Written request 1: Select and copy each line of the records below that contains the string "sign". Case counts.

══ Passage provided

# 5 Rating Stategies



## edgarasf123 (Dec 24, 2015)

Can anyone suggest how to get as many 5 stars ratings as possible for lyft and Uber? I've 2005 Scion XA, which is small economy vehicle. I've a feeling that I get a lot of 4 stars because riders can hear and feel all bumps on the road. I try to be as friendly as I could with my pax. I do try avoiding bumpy roads, but they're unavoidable.


----------



## glados (May 23, 2015)

Hi edgarasf123,

Welcome to ridesharing! Can I ask what your rating is? If it's around your city average, I wouldn't worry about it!


----------



## edgarasf123 (Dec 24, 2015)

I have 4.5 . I don't know what the city average is, but according to lyft and uber, the minimum rating is 4.6.


----------



## glados (May 23, 2015)

edgarasf123 said:


> I have 4.5 . I don't know what the city average is, but according to lyft and uber, the minimum rating is 4.6.


As a new drider, Uber gives you significant leeway in your ratings. It could just be a fluke with an unfortunate distribution of initial ratings. I really wouldn't worry about it until you start getting messages from Uber about your rating!


----------



## edgarasf123 (Dec 24, 2015)

glados said:


> As a new drider, Uber gives you significant leeway in your ratings. It could just be a fluke with an unfortunate distribution of initial ratings. I really wouldn't worry about it until you start getting messages from Uber about your rating!


Well the thing was, I already had received low rating messages, and was deactivated for low ratings from Uber. Then Uber reactivated me, I'm still bit confused of why they've reactivated me (I'm guessing because of the holidays and demand).


----------



## glados (May 23, 2015)

Ah, thanks for clarifying. Without seeing your ratings I cannot give you precise feedback, but some common uncommon tips:

(1) Are you driving quickly to the pick up point? Do you have the app open when you're not ready? Riders may rate you lower if there are significant delays before you start driving.

(2) Try to gauge if the rider is looking for conversation. Don't talk if the rider doesn't seem like they want to, but do try to be nice and friendly if they're looking to chat!

(3) Always ask the rider if there's a route they prefer, or if the GPS is fine. Some riders prefer certain routes but may not speak up if you've already decided to go the GPS route.

Hope this helps!


----------



## edgarasf123 (Dec 24, 2015)

Regarding number 3, I often drive drunk people, and sometimes they tell me to go somewhere where GPS doesn't want me to go. Like in this example, the pax told me to go straight rather turn left, and I did. I drove straight till I hit dead end, and now pax is mad on me because they'll have to pay extra fare. Although I assured pax I was going to contact Uber to remove the extra miles, which I did, I still have a feeling they rated me low because of it.


----------



## dnlbaboof (Nov 13, 2015)

════

Written request 2: Reproduce the part of the rideshare ratings thread above that begins at "Can anyone suggest" and stops after "but they're unavoidable.".

══ Input material

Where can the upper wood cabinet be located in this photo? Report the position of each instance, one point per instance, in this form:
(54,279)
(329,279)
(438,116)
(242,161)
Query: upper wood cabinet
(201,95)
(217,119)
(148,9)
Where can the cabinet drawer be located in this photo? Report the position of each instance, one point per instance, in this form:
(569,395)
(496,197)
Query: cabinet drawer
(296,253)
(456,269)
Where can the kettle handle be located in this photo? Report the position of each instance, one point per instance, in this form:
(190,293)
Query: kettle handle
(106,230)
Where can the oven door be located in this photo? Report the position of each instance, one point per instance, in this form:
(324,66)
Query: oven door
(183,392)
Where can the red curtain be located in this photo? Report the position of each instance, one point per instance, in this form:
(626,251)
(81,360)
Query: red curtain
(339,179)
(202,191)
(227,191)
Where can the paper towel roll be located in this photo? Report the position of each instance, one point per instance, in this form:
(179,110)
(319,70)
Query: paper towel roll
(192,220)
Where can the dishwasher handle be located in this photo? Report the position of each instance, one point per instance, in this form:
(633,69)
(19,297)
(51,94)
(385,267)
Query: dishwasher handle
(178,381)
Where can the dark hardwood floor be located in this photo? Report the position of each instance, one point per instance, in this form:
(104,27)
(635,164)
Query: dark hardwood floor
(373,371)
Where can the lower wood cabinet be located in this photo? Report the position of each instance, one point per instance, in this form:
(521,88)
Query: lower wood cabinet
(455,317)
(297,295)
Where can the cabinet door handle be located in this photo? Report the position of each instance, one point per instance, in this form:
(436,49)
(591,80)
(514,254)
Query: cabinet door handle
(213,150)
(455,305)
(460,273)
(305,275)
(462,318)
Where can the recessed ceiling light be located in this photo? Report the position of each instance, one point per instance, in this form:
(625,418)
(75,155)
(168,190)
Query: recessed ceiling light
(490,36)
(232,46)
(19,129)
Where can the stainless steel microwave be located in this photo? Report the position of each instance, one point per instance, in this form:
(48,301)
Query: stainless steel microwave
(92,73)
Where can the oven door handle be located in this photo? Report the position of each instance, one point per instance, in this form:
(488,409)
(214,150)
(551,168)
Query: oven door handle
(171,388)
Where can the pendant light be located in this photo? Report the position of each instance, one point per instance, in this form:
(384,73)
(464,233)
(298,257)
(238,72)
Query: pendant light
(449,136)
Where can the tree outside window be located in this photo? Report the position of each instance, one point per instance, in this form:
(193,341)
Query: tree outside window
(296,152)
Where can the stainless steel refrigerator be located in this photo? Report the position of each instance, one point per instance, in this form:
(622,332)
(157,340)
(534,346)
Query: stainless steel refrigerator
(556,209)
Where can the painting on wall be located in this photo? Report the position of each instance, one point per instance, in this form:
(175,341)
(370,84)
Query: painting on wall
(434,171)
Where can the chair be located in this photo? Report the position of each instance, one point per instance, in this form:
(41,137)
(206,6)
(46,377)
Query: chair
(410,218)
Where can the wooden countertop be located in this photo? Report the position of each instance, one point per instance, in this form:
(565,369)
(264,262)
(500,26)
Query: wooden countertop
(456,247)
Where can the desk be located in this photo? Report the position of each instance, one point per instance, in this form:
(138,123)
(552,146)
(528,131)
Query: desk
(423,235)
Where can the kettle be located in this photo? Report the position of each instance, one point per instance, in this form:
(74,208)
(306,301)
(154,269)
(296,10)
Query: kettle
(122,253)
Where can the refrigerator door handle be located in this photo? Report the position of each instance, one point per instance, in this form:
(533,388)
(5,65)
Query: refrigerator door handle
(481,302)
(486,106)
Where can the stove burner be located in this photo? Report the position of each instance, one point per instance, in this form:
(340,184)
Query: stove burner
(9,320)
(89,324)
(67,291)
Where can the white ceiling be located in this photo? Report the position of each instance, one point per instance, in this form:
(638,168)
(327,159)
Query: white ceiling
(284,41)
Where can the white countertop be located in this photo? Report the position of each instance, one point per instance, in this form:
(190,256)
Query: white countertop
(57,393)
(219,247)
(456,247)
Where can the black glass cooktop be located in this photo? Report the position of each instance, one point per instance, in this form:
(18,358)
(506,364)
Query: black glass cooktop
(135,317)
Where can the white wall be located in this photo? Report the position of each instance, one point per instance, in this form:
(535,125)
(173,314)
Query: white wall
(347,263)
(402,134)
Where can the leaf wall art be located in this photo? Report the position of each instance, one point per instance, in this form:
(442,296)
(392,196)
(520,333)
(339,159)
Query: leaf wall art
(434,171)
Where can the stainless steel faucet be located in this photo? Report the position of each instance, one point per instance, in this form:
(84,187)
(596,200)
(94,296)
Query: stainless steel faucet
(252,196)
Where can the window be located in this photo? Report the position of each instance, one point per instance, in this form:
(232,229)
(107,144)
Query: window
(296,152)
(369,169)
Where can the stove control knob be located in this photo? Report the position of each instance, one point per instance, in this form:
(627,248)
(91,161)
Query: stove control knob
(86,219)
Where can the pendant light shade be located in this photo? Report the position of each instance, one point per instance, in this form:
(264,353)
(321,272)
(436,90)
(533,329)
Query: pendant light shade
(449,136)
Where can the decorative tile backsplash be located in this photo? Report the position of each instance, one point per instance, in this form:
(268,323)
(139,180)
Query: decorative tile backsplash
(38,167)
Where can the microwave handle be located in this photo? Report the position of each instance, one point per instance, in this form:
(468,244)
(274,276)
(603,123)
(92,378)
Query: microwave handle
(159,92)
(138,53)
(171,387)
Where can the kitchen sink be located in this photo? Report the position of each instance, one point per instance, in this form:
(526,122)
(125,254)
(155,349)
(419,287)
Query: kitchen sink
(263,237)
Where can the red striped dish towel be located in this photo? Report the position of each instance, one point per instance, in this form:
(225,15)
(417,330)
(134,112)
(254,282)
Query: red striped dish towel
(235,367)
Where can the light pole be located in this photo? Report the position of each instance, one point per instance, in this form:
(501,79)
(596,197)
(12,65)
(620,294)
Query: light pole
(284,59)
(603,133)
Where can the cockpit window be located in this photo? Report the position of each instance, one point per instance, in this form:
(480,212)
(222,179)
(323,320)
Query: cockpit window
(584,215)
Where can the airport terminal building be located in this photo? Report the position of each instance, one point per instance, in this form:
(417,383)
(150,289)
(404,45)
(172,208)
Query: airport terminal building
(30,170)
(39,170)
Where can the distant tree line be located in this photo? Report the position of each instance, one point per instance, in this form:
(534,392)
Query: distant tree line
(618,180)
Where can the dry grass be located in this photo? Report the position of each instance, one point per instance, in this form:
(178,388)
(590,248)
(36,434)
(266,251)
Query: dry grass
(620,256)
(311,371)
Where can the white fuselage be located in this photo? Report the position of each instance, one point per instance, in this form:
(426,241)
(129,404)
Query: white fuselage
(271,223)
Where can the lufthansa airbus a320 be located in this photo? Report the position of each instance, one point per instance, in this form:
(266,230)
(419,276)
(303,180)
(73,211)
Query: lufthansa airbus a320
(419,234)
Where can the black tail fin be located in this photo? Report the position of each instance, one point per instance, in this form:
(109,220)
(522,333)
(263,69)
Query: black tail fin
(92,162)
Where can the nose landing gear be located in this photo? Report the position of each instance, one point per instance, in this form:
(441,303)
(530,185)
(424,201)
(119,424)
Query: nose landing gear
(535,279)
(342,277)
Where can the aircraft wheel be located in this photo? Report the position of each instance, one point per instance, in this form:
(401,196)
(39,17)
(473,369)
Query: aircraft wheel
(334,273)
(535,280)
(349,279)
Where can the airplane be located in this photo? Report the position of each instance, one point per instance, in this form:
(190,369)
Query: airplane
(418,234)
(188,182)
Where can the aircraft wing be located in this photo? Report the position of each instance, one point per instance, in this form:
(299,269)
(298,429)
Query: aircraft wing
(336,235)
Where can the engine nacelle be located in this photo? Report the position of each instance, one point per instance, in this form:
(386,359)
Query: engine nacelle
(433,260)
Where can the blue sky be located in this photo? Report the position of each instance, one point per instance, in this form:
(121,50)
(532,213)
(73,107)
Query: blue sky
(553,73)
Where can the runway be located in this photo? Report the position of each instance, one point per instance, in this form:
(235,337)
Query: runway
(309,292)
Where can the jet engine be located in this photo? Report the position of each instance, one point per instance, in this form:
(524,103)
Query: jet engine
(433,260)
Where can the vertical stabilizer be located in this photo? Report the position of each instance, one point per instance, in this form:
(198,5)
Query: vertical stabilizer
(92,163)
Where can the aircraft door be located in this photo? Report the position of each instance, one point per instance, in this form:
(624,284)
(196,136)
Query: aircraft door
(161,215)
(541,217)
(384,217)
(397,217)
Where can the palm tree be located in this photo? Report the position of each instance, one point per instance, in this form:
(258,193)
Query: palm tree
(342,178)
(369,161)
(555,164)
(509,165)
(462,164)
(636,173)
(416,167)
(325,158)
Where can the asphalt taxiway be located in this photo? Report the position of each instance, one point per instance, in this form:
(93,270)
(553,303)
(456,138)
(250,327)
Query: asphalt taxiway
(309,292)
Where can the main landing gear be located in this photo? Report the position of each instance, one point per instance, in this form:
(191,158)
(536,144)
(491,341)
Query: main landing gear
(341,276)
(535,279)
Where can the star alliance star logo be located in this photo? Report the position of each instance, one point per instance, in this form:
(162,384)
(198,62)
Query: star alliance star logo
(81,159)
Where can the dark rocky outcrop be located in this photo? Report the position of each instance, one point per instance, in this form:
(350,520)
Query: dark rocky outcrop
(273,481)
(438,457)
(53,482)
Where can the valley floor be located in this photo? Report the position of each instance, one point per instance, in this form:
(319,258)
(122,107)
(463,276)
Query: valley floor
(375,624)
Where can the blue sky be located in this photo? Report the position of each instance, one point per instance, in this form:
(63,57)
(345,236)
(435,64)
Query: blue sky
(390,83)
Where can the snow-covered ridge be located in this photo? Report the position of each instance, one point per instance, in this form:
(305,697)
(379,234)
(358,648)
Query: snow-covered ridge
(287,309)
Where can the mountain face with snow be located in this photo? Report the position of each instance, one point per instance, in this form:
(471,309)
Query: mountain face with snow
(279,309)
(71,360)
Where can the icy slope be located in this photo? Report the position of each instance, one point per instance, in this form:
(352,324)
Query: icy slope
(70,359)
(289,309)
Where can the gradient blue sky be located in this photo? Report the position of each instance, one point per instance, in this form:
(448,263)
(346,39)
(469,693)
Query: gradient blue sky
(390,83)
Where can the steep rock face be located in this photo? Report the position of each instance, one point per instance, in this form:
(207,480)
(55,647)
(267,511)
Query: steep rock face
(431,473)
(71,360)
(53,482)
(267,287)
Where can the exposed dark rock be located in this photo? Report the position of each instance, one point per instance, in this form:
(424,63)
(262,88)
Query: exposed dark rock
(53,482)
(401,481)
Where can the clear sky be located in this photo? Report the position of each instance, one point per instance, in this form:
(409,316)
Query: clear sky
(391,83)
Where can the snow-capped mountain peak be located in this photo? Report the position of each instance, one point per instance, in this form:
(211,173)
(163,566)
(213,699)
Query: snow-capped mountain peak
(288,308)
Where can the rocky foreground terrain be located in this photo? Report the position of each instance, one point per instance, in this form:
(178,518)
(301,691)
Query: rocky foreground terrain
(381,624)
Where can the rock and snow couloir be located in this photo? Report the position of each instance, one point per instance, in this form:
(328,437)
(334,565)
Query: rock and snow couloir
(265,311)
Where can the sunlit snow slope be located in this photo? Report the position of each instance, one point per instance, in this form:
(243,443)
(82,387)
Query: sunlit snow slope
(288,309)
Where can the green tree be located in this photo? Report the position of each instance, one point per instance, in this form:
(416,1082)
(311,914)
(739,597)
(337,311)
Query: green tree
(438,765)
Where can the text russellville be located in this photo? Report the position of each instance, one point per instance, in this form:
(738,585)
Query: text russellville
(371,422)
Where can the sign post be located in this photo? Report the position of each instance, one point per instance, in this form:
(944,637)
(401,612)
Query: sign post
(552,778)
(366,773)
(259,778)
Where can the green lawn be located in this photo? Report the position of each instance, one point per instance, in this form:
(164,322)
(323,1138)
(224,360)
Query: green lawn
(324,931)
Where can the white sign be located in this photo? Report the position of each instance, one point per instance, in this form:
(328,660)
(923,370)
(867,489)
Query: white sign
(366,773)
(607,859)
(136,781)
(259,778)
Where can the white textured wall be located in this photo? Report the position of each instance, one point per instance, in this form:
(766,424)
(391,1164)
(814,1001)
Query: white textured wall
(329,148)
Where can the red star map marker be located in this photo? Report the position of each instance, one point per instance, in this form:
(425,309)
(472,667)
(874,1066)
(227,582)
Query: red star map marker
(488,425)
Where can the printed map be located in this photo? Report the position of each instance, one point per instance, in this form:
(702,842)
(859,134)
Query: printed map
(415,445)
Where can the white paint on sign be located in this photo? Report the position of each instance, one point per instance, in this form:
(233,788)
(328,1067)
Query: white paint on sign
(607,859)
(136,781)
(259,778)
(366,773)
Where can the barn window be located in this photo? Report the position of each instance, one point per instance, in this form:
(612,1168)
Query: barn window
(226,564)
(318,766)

════

Written reply 1:
Where can the sign post be located in this photo? Report the position of each instance, one point per instance, in this form:
Query: sign post
Where can the white sign be located in this photo? Report the position of each instance, one point per instance, in this form:
Query: white sign
Where can the white paint on sign be located in this photo? Report the position of each instance, one point per instance, in this form:
Query: white paint on sign

Written reply 2:
Can anyone suggest how to get as many 5 stars ratings as possible for lyft and Uber? I've 2005 Scion XA, which is small economy vehicle. I've a feeling that I get a lot of 4 stars because riders can hear and feel all bumps on the road. I try to be as friendly as I could with my pax. I do try avoiding bumpy roads, but they're unavoidable.